> **Énoncé de l'exercice 1**
Dans les enregistrements, reproduisez les lignes en commençant à celle qui contient « I need to find » et en terminant à celle qui contient « [162,305,989,732] ». Substituez « image » à « interface » sans rien modifier d'autre et omettez les images.

> **Extrait cité**
Le Président (M. Picard) :
Merci.
M. Tétrault (Éric) : Si vous me
permettez, M. le Président...
Le Président (M. Picard) :
Oui, M. Tétrault.
M.
Tétrault (Éric) : En
complément de réponse, nous sommes conscients, comme association d'affaires, qu'il y a probablement un réflexe à casser chez les entreprises de toujours tout attendre du gouvernement. Il y a certainement une volonté chez elles de
prendre certaines choses en main, il se fait de plus en plus de formation
maison.
Évidemment,
il y a seulement les grandes entreprises qui peuvent le
faire à l'heure actuelle. Un de nos défis, c'est de rendre ces exercices-là de formation
à l'interne disponibles et le partage d'expertise au sein des PME et des
petites entreprises. Nous avons créé un réseau d'échange en octobre
dernier qui est extrêmement populaire, il y a près de 1 000 participants qui se sont inscrits, parce que les entrepreneurs
font d'abord confiance aux autres entrepreneurs, avant quiconque, pour
avoir une connaissance de ce qui se passe. Donc, il y a certainement beaucoup
de travail à faire avec les entreprises de
ce côté-là. Et on considère que ça fait partie du rôle et de la pédagogie qu'il
faut faire, comme association d'affaires, de parler aussi à nos entreprises et
de les inciter à partager les meilleures pratiques. Donc, il y a un terrain
fertile.

> **Énoncé de l'exercice 2**
Selon l'extrait cité, combien de participants se sont inscrits au réseau d'échange créé en octobre dernier ?

> **Données d'entrée**
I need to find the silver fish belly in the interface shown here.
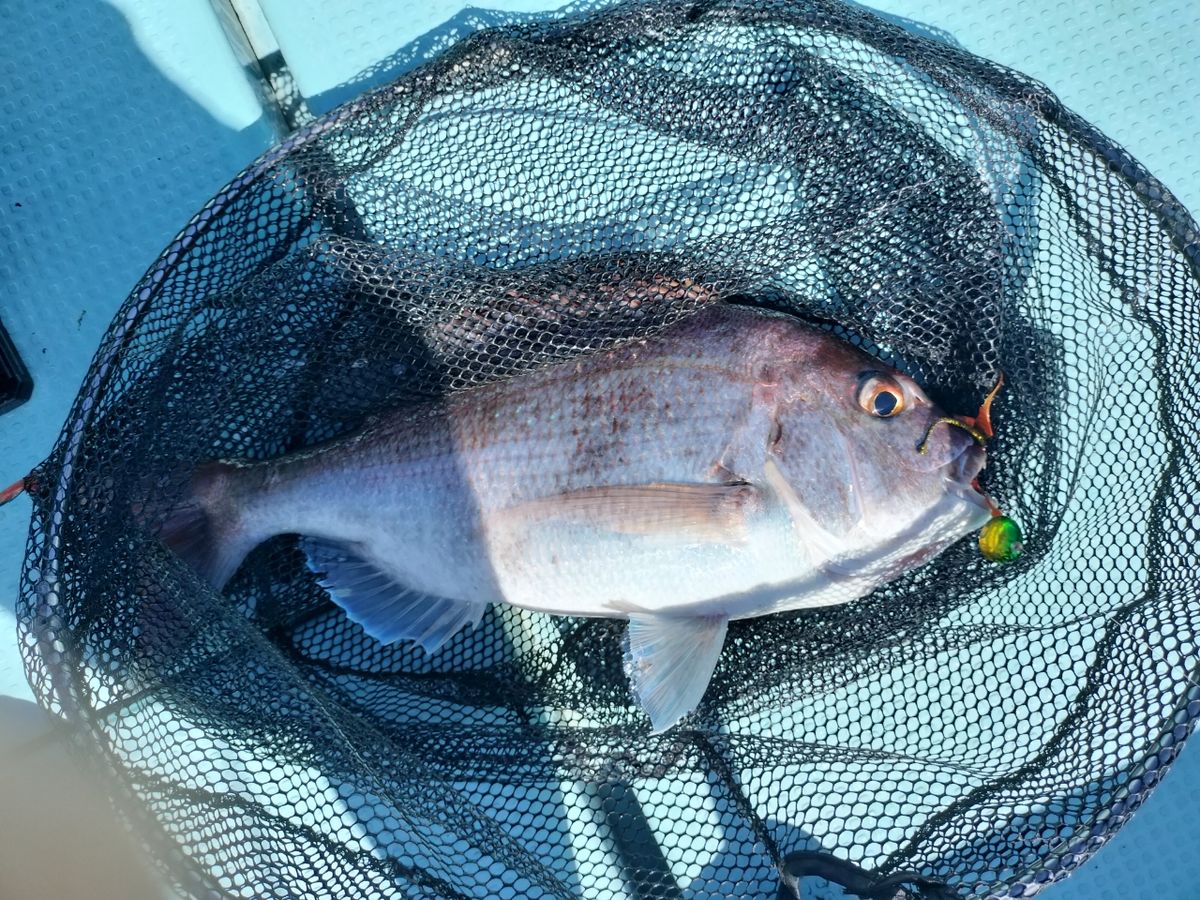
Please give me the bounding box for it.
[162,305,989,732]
...
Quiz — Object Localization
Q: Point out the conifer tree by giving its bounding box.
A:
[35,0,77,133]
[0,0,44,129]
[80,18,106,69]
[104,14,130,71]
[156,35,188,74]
==
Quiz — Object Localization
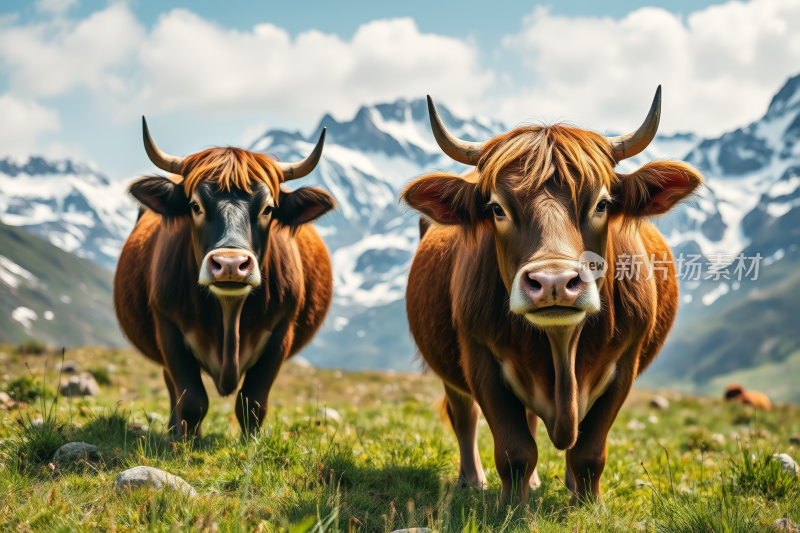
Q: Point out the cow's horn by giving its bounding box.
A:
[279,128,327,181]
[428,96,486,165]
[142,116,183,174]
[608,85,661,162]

> **Corrigé de l'exercice 1**
I need to find the silver fish belly in the image shown here.
Please give me the bounding box for it.
[162,305,989,732]

> **Corrigé de l'exercice 2**
Près de 1 000 participants.